(Contour labeling items)
——
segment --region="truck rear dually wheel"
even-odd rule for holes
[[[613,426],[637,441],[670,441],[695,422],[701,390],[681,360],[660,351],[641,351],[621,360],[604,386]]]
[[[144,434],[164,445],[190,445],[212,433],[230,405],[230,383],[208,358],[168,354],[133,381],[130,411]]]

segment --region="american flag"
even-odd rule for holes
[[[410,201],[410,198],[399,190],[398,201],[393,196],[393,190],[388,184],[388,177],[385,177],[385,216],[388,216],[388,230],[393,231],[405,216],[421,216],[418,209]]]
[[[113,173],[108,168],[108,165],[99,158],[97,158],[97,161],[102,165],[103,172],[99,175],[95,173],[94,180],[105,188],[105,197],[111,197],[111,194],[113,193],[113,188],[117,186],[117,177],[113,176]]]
——
AIM OF THE EXERCISE
Without changing a word, restate the whole listing.

SOLUTION TO THIS PROBLEM
segment --region="truck rear dually wheel"
even-odd rule for holes
[[[613,426],[637,441],[670,441],[695,422],[701,390],[681,360],[660,351],[641,351],[621,360],[604,386]]]
[[[144,434],[164,445],[190,445],[212,433],[230,405],[230,383],[208,358],[168,354],[133,381],[130,411]]]

segment --region="american flag"
even-odd rule for holes
[[[410,201],[410,198],[399,190],[398,201],[393,196],[393,190],[388,184],[388,177],[385,177],[385,216],[388,216],[388,230],[393,231],[405,216],[421,216],[418,209]]]
[[[113,173],[108,168],[108,165],[99,158],[97,158],[97,161],[102,165],[103,172],[99,175],[95,173],[94,180],[105,188],[105,197],[111,197],[111,194],[113,193],[113,188],[117,186],[117,177],[113,176]]]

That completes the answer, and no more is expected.